Edit the material below so that "Reviewer note" becomes "Annotator note" everywhere it occurs, and leave all other text unchanged.

— BEGIN Raw data —

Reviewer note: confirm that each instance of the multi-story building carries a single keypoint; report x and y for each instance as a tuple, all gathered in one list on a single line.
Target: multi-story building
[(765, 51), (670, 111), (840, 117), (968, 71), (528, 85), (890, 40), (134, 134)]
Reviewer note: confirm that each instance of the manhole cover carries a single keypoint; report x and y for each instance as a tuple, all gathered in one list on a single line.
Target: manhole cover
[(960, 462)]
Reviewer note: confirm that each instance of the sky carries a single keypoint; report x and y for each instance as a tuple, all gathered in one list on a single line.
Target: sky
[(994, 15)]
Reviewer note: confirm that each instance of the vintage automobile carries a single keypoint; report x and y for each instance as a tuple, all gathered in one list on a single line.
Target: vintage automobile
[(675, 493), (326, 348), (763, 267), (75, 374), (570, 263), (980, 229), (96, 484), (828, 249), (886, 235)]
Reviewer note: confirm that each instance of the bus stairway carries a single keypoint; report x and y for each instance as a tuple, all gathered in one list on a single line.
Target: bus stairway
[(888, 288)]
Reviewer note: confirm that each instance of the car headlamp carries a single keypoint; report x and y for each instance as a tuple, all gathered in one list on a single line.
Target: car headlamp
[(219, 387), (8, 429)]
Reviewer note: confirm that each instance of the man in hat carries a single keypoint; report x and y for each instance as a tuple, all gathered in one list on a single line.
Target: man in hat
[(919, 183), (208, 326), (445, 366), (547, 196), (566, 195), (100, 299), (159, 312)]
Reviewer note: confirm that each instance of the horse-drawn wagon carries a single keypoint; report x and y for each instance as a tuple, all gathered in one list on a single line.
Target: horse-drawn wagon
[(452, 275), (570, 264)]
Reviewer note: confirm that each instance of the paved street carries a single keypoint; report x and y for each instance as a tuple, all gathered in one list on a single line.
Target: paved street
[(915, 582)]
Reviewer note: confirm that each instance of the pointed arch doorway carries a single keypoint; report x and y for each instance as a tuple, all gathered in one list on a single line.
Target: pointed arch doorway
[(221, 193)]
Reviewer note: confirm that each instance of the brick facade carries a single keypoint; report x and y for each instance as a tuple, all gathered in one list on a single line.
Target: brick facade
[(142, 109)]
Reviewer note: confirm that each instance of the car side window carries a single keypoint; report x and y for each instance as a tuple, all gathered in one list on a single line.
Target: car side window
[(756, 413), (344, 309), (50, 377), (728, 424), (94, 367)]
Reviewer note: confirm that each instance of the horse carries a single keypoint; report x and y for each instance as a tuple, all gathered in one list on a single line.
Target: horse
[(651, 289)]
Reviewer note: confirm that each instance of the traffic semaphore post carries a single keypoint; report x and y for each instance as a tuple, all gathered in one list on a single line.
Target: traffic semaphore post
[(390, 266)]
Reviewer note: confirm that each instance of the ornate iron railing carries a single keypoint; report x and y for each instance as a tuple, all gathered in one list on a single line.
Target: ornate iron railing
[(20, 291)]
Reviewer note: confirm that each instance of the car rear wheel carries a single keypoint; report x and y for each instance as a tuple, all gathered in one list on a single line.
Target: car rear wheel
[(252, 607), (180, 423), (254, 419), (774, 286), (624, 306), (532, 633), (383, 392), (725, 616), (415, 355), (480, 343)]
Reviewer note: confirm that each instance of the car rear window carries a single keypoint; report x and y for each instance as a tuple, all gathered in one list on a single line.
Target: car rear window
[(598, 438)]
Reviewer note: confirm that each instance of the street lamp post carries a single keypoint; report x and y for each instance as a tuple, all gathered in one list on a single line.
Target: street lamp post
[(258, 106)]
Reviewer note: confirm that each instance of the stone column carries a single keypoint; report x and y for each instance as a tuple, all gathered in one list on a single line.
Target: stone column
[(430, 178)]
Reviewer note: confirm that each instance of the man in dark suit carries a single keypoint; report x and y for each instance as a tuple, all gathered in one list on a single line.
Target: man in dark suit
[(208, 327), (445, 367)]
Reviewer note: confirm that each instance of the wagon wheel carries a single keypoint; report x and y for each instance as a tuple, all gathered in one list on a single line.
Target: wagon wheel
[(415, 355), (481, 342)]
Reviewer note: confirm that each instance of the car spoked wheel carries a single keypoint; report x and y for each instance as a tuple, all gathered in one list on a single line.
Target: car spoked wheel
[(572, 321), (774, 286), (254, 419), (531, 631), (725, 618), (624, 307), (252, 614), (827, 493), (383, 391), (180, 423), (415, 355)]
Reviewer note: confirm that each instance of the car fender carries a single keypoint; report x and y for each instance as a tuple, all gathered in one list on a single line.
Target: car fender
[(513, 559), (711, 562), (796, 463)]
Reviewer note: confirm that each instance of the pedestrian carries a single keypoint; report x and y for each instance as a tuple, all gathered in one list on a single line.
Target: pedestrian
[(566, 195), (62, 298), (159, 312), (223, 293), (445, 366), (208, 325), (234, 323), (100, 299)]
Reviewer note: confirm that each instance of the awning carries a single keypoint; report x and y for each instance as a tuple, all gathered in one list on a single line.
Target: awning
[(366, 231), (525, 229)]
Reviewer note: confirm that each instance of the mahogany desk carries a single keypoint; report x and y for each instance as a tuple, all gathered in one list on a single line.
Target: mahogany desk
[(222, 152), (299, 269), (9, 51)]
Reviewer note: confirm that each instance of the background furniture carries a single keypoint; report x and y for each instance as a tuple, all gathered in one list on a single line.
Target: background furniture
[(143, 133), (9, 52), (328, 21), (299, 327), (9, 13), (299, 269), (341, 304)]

— END Raw data —

• _Final answer_:
Annotator note: confirm that each instance of the multi-story building carries a single keypoint; report x and y for each instance as a tuple, all gathered in one list on a single line.
Target: multi-story building
[(765, 51), (670, 111), (840, 117), (968, 71), (528, 85), (890, 40), (134, 134)]
Annotator note: confirm that each instance of the manhole cover carries a single keypoint; report x and y for each instance as a tuple, all gathered in one list on a single line.
Target: manhole cover
[(960, 462)]
Annotator note: confirm that each instance of the sky carries a single keypoint; report x and y for each instance as a tuple, all gathered in one list on a single line.
Target: sky
[(994, 15)]
Annotator note: confirm that each instance of the vintage automobile carries a single keypoint; report x and y for each instance as a tuple, all gathered in one list on a single line.
Target: vintage automobile
[(675, 493), (326, 348), (763, 267), (75, 374), (570, 263), (980, 229), (96, 484), (828, 249), (886, 235)]
Annotator note: confirm that each instance of the bus stairway carries a single keypoint; report x and y for each instance as a tuple, all gathered in one list on a single line.
Target: bus stairway
[(888, 288)]
Annotator note: confirm that each instance of the car headlamp carries a single keypoint; report x and y for each instance as a tuple, all gathered in one list on a single line.
Target: car headlamp
[(219, 387), (8, 429)]
Annotator note: confirm that each instance of the man in hat carries a single keypoint; report x and y for each instance as a tuple, all gathered in one list on a single line.
Target: man in hat
[(919, 183), (208, 326), (445, 366), (547, 196), (566, 195), (100, 299), (159, 312)]
Annotator note: confirm that each instance of the horse-drawn wagon carries a single keypoint; report x and y for each instance as a tuple, all gathered in one list on a single line.
Target: horse-drawn wagon
[(452, 275), (570, 264)]
Annotator note: confirm that each instance of the paved street carries a single keypoint; report x and y for each instance as a tuple, all gathered in one list on a single line.
Target: paved street
[(915, 582)]
Annotator note: confirm that each instance of the pointed arch doorway carries a single keypoint; report x and y for each instance as a tuple, all gathered in one list on a single line.
Target: pointed arch doorway
[(221, 193)]
Annotator note: confirm that each instance of the brick facade carries a single keypoint; report x and y for each instance as a tuple, all gathered in one list on a single line.
Target: brick facade
[(142, 109)]
Annotator note: confirm that each instance of the car side window carries a single keypoint; report x and y for each instance as a tuple, all gathered in one list on a single line.
Target: car side window
[(756, 413), (344, 309), (50, 377), (728, 424), (94, 367)]
Annotator note: confirm that each instance of the horse carries a single keypoint; report x and y for each instance as a tuple, all gathered in one list on a single line.
Target: horse
[(651, 289)]
Annotator note: confirm that each instance of the traffic semaphore post carries a single keypoint; report x and y for each instance as a tuple, all gathered in one list on a single line.
Target: traffic semaphore post
[(390, 266)]
Annotator note: confirm that each instance of the ornate iron railing carries a single keypoint; report x and y for each instance as a tuple, all gathered in one list on a single line.
Target: ornate iron railing
[(20, 291)]
Annotator note: confirm that each instance of the car rear wheel carries a single keypoint; report x and y for each instance as a tuple, all gathered in one list on a single line.
Target: car rear wheel
[(252, 607), (180, 423), (254, 419), (774, 286), (624, 306), (532, 633), (383, 392), (725, 616), (415, 355), (480, 343)]
Annotator note: confirm that each instance of the car rear window carries a single keypoint; report x and y for each instance as a tuple, all gathered in one list on a single line.
Target: car rear window
[(598, 438)]
Annotator note: confirm that each instance of the street lamp post carries a single keypoint; report x and y for each instance as a tuple, all gathered in one list on a single line.
Target: street lamp post
[(258, 106)]
Annotator note: confirm that each instance of the stone column carries a single keypoint; report x and y for each instance as a tuple, all gathered in one list on a single line.
Target: stone column
[(430, 178)]
Annotator note: confirm that each instance of the man in dark suit carries a single keypoint; report x and y for each instance as a tuple, all gathered in one list on a single line.
Target: man in dark suit
[(208, 327), (445, 367)]
Annotator note: confirm that each instance of the wagon wheel carries a single keypoint; report x and y for each instance as a tuple, all gathered in one list on a single line.
Target: wagon wheel
[(415, 355), (481, 342)]
Annotator note: confirm that each instance of the car spoked wheel carries a single keypoint; report x and y for each instance as a tuple, all gathered in one list on a single line.
Target: car spoked wheel
[(572, 321), (774, 286), (254, 419), (531, 631), (725, 618), (624, 307), (252, 614), (827, 493), (383, 391), (180, 423), (415, 355)]
Annotator note: confirm that each instance of the car fender carries a single keypoint; report x and y for each instance as a tuple, all gathered in one list on a single line.
Target: car fender
[(513, 559), (711, 562), (796, 463)]
Annotator note: confirm that each instance of the pedestrian carries a single keypoint; report x and y for each instance as a tuple, all gathered in one list on a single line.
Target: pedestrian
[(566, 195), (62, 298), (159, 312), (223, 293), (445, 366), (208, 325), (234, 323), (100, 299)]
Annotator note: confirm that each instance of the awning carries a single keypoint; report x and y for each instance as a tuple, all gathered in one list on a single line.
Target: awning
[(366, 231), (525, 229)]
Annotator note: confirm that each instance of the mahogany desk carries a single keypoint; report x and y for each instance as a tuple, all gathered in one list on a single line.
Target: mahogany desk
[(222, 152), (299, 269), (9, 51)]
Annotator note: confirm that each instance of the background furniture carries a single keypoint; report x and y for each instance as a tuple, all gathered in one list on a single line.
Target: background furniture
[(143, 133), (9, 52), (328, 21), (299, 327), (9, 13), (299, 269), (341, 304)]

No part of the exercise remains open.